Please give the listing again in its entirety, exactly as written.

++++ Dataset records ++++

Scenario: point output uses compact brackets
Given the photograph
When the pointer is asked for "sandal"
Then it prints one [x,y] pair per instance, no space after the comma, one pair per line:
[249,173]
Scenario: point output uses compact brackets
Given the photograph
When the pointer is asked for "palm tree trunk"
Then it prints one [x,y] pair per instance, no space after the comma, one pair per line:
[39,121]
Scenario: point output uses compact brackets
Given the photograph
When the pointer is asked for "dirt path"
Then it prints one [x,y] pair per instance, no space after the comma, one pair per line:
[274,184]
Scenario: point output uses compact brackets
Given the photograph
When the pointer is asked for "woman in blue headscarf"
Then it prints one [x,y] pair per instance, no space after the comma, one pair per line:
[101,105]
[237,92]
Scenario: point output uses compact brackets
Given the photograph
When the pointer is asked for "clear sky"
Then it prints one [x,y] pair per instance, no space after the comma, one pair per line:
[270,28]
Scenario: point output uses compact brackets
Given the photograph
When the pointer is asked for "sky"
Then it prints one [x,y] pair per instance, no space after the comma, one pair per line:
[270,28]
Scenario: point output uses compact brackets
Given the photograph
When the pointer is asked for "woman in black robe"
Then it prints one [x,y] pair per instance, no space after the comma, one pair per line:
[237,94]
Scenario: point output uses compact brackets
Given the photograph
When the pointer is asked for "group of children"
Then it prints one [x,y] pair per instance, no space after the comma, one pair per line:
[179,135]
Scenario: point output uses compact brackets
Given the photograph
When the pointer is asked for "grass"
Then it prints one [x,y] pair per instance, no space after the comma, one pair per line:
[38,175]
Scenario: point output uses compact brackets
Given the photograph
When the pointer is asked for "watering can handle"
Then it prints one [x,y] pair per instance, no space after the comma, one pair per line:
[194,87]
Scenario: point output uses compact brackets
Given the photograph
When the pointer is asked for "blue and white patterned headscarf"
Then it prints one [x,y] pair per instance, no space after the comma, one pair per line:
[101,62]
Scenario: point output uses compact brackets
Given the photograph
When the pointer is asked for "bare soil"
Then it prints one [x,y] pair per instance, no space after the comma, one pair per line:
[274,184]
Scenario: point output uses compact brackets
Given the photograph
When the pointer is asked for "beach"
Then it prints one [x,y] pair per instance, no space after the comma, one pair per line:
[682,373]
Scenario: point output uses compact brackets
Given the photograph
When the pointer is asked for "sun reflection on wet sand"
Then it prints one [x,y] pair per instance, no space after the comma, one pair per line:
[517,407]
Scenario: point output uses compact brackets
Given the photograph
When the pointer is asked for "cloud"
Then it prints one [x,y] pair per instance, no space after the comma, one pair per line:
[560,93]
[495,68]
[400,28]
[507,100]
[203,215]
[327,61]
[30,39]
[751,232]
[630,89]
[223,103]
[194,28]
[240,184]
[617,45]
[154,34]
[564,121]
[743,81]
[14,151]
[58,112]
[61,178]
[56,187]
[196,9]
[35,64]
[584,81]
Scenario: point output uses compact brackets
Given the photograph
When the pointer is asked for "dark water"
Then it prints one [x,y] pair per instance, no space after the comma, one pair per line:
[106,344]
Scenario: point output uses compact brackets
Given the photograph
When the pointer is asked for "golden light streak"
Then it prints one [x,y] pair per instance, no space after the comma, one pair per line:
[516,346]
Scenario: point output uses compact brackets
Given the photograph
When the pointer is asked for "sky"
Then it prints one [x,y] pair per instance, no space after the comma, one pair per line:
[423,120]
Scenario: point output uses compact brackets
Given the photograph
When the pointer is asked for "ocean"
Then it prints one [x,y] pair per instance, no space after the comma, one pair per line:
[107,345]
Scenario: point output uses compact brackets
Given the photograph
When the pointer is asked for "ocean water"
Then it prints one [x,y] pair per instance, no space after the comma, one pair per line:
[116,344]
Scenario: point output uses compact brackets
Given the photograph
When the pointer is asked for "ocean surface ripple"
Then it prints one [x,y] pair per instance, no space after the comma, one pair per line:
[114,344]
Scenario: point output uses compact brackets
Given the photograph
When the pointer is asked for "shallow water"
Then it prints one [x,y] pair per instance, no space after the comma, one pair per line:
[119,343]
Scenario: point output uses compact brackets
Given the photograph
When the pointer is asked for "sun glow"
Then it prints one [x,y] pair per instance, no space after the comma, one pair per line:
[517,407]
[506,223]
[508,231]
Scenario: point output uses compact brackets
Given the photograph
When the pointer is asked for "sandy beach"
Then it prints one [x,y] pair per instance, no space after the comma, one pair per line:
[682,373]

++++

Full output:
Scenario: point output uses compact brackets
Given the photograph
When the pointer is asked for "sandal"
Then it prints one [x,y] pair per instance, no space after the comma, one pair per line:
[249,173]
Scenario: point output uses compact brackets
Given the photograph
When the pointer is asked for "palm tree trunk"
Then it prints one [x,y] pair per instance, no space after the comma, one pair per line:
[39,121]
Scenario: point output uses compact brackets
Given the photograph
When the pointer is asked for "dirt path"
Then it prints one [x,y] pair per instance, no space after the comma, one pair per line:
[274,184]
Scenario: point output uses compact brackets
Given the photograph
When the pointer is asked for "woman in blue headscarf"
Then it prints one [x,y] pair per instance, no space after the comma, one pair per line:
[101,105]
[237,92]
Scenario: point output uses compact brackets
Given the photograph
When the pointer is asked for "clear sky"
Then it prints one [x,y] pair per instance, no space after the comma, one pair per line:
[270,28]
Scenario: point output uses compact brackets
Given the photograph
When the pointer is asked for "sky"
Then it prints one [x,y] pair per instance, no space after the comma, one pair per line:
[270,28]
Scenario: point output uses compact brackets
Given the photograph
When the pointer is asked for "woman in black robe"
Then it prints one [x,y] pair per instance, no space after the comma, one pair per line:
[237,94]
Scenario: point output uses compact brackets
Given the photograph
When the pointer is asked for "group of children"
Then it prints one [x,y] pair per instance, no space after the comma, one pair per line:
[179,135]
Scenario: point output uses compact brackets
Given the photograph
When the pointer is asked for "grass"
Then it prints one [x,y] pair per instance, no space after the comma, one pair per line:
[38,175]
Scenario: point output uses compact brackets
Given the photograph
When the pointer is asked for "watering can handle"
Then it prints one [x,y] pair per instance, no space after the comma, one pair per line:
[194,87]
Scenario: point output uses compact brackets
Given the photograph
When the pointer is asked for "blue and white patterned headscarf"
Then it prints one [x,y] pair per instance, no space after the comma, one pair per line:
[101,62]
Scenario: point output uses compact brackets
Given the photograph
When the pointer is asked for "bare soil"
Then it prints one [x,y] pair per instance, no space after the comma, one pair per line:
[274,184]
Scenario: point output uses compact brackets
Given the photograph
When the pointer is asked for "beach"
Then it prints one [x,y] pair per instance, no space after the comma, one pair per line:
[682,373]
Scenario: point output uses compact brackets
Given the photograph
When the pointer is asked for "sun reflection on wet sand"
Then it prints one [x,y] pair per instance, no space after the comma, one pair per line:
[517,407]
Scenario: point output uses compact brackets
Given the photograph
When the pointer is asked for "cloud"
Then it prints one [x,y] pair per instance, no space after the comma, one pair per line:
[560,93]
[495,68]
[400,28]
[507,100]
[203,215]
[327,61]
[30,39]
[751,232]
[630,89]
[223,103]
[194,28]
[240,184]
[617,45]
[154,34]
[564,121]
[743,81]
[14,151]
[58,112]
[61,178]
[56,187]
[196,9]
[35,64]
[584,81]
Scenario: point output uses compact brackets
Given the photograph
When the pointer is asked for "dark water"
Then it prints one [x,y] pair per instance, no space after the comma, one pair per line:
[106,344]
Scenario: point output uses compact brackets
Given the photograph
When the pointer is asked for "golden light streak"
Then it prints one [x,y] pair per instance, no space after the comma, one pair per line:
[516,346]
Scenario: point output uses compact brackets
Given the photograph
When the pointer is asked for "sky"
Then it prints one [x,y] pair per instance, no space after the comma, one pair per line:
[423,120]
Scenario: point output uses compact brackets
Given the photograph
When the pointer is asked for "ocean"
Then it prints one [x,y] pair per instance, no space after the comma, one pair per line:
[107,345]
Scenario: point output uses compact brackets
Given the photograph
When the pointer is asked for "ocean water"
Then it prints one [x,y] pair per instance, no space after the comma, one pair per line:
[116,344]
Scenario: point output uses compact brackets
Given the photograph
When the pointer is asked for "ocean surface ripple"
Then it prints one [x,y] pair per instance, no space after the comma, one pair per line:
[114,344]
Scenario: point output uses compact brackets
Given the photograph
When the pointer is asked for "shallow water"
Then it prints one [x,y] pair per instance, no space after the comma, one pair per line:
[119,343]
Scenario: point output uses compact brackets
Given the photograph
When the pointer is asked for "sun glow"
Then it prints one [x,y] pair per instance, no space after the comma, one pair per line:
[517,407]
[506,223]
[508,231]
Scenario: point output uses compact brackets
Given the photograph
When the pointer is asked for "sandy beach"
Then it prints one [x,y] pair per instance, no space after the comma, one pair per line:
[682,373]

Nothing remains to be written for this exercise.